_DATA TO PROCESS_
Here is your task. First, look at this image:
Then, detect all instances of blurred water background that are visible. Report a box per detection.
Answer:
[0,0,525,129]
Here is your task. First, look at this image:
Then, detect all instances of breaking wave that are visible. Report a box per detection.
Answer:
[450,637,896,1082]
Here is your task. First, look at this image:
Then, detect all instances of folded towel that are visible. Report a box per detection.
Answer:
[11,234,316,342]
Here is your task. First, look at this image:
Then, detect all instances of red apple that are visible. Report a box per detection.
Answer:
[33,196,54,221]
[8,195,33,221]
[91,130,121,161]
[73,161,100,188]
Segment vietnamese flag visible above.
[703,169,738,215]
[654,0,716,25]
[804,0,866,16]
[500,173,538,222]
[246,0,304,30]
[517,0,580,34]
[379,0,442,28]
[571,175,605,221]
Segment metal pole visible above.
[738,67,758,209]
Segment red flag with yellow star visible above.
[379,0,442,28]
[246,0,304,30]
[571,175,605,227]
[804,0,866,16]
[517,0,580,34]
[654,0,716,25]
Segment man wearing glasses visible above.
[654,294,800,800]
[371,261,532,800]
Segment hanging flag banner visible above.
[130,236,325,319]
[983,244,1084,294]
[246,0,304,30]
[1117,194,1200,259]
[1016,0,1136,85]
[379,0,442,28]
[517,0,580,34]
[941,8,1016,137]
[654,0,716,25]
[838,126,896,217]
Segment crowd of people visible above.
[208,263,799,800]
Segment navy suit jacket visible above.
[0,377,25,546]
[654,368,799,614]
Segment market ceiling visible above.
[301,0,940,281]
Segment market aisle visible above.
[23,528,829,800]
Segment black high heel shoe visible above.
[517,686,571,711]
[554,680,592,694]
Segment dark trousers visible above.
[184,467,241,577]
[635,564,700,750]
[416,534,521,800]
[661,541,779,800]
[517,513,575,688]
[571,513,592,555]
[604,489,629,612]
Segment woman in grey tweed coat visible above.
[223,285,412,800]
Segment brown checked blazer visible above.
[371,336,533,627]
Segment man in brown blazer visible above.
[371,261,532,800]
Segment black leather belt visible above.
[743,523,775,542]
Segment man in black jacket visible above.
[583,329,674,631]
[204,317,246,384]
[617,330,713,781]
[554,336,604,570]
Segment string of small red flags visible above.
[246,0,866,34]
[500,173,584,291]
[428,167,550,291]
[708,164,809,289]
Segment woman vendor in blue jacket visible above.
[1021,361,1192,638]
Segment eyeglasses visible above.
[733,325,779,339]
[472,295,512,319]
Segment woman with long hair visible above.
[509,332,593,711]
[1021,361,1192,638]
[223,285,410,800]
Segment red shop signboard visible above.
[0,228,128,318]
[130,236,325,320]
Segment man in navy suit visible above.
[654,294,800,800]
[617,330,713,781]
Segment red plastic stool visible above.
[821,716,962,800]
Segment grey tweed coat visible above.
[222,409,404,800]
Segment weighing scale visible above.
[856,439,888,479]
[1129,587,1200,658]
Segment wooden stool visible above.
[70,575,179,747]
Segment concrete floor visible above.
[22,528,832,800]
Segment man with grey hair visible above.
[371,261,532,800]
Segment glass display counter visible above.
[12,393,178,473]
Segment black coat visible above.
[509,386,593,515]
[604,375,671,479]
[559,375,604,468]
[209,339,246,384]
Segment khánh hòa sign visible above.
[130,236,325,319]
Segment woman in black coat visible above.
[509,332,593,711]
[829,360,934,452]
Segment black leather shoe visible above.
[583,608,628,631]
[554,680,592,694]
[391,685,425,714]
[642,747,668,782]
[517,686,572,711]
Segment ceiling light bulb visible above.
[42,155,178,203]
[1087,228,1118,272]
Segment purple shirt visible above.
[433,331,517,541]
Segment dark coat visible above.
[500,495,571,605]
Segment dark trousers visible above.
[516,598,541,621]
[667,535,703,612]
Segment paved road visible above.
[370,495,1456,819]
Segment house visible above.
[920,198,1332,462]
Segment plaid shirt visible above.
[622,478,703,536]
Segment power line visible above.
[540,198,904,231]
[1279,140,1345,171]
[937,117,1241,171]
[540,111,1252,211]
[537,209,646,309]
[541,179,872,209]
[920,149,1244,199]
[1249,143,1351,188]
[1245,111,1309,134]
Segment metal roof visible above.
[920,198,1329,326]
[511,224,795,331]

_GIVEN EXERCISE_
Rewrite every item above with "dark trousers" changed to "black trousers", keeping all other text and every answer unchanged.

_ANSWER TO THIS EXERCISE_
Here is your task. First, look at this image:
Then, detect all instances of blurred water background that are visible. Report a box per detection.
Answer:
[0,0,525,129]
Here is your task. First, look at this image:
Then, detect all instances of breaking wave that are visible. Report a box per detection.
Answer:
[450,637,896,1082]
Here is your task. First, look at this image:
Then, detect all instances of folded towel that are visible. Report a box per detection.
Answer:
[11,234,316,342]
Here is your task. First, look at this image:
Then, detect all instances of red apple that are visible. Report a box per detection.
Answer:
[33,196,54,221]
[8,195,33,221]
[91,130,121,161]
[73,161,100,188]
Segment vietnamese flag visible above.
[703,169,738,215]
[654,0,716,25]
[804,0,866,16]
[500,173,538,222]
[246,0,304,30]
[517,0,580,34]
[379,0,442,28]
[571,175,605,221]
Segment metal pole visible above.
[738,67,758,209]
Segment red flag with yellow star visible above.
[379,0,442,28]
[246,0,304,30]
[571,175,605,227]
[804,0,866,16]
[517,0,580,34]
[654,0,716,25]
Segment man wearing glasses visible above.
[654,294,800,800]
[371,261,532,800]
Segment hanging flag banner visible above.
[130,236,325,319]
[983,244,1084,294]
[246,0,304,30]
[1117,194,1200,259]
[1016,0,1136,85]
[379,0,442,28]
[517,0,580,34]
[941,8,1016,137]
[654,0,716,25]
[838,126,896,217]
Segment crowd of people visible above.
[208,263,799,800]
Segment navy suit jacket visible above.
[0,377,25,546]
[654,368,799,614]
Segment market ceiling visible above.
[301,0,940,281]
Segment market aisle visible above.
[23,528,829,800]
Segment black high heel shoe visible above.
[517,686,571,711]
[554,680,592,694]
Segment black trousers visible above.
[184,467,241,577]
[635,564,700,750]
[416,534,521,800]
[661,541,779,800]
[517,513,575,688]
[571,513,592,555]
[604,489,629,612]
Segment woman in grey tweed coat visible above.
[223,285,412,800]
Segment brown checked blazer visible above.
[371,336,533,627]
Segment man in brown blazer visible above.
[371,261,532,800]
Segment black leather belt visible above.
[743,523,775,542]
Segment man in black jacket visible above.
[583,329,674,631]
[204,317,246,384]
[617,330,713,781]
[554,336,604,570]
Segment string of small red flags visible above.
[246,0,866,34]
[500,173,584,291]
[428,167,550,291]
[708,164,809,289]
Segment woman vendor in blue jacket visible above.
[1021,361,1192,638]
Segment eyeglasses visible above.
[733,325,779,339]
[472,295,512,319]
Segment woman with long hair visible above.
[509,332,593,711]
[1021,361,1192,638]
[223,285,410,800]
Segment red shop signboard visible above.
[0,228,128,318]
[130,236,325,320]
Segment man in navy suit visible above.
[654,294,800,800]
[617,330,713,781]
Segment red plastic stool visible above.
[821,716,962,800]
Segment grey tweed coat visible above.
[222,409,404,800]
Segment weighing scale visible above.
[856,439,888,479]
[1129,587,1200,658]
Segment wooden stool visible above.
[70,575,179,747]
Segment concrete floor visible above.
[22,528,832,800]
Segment man with grey hair visible above.
[371,261,532,800]
Segment glass display counter visible above.
[12,393,178,473]
Segment black coat visible above.
[509,386,593,515]
[604,375,671,479]
[559,375,604,468]
[209,339,246,384]
Segment khánh hòa sign visible above.
[130,236,325,319]
Segment woman in black coat visible above.
[509,332,593,711]
[829,360,934,452]
Segment black leather shoe visible above.
[583,608,628,631]
[554,680,592,694]
[391,685,425,714]
[642,747,668,782]
[517,686,572,711]
Segment ceiling light bulb visible above.
[42,155,178,203]
[1087,228,1118,272]
Segment purple shirt visible above.
[433,331,517,541]
Segment dark coat visible above.
[500,495,571,605]
Segment black trousers visible above.
[516,598,541,621]
[667,535,703,612]
Segment paved road visible above.
[370,495,1456,819]
Segment house visible above.
[920,198,1332,462]
Segment plaid shirt visible above.
[622,478,703,536]
Segment power line visible above.
[540,198,904,231]
[1279,140,1345,171]
[937,117,1241,171]
[540,111,1252,211]
[537,209,646,309]
[541,179,872,209]
[920,149,1244,199]
[1249,143,1351,188]
[1245,111,1309,134]
Segment metal roof visible above.
[920,198,1329,326]
[511,224,795,331]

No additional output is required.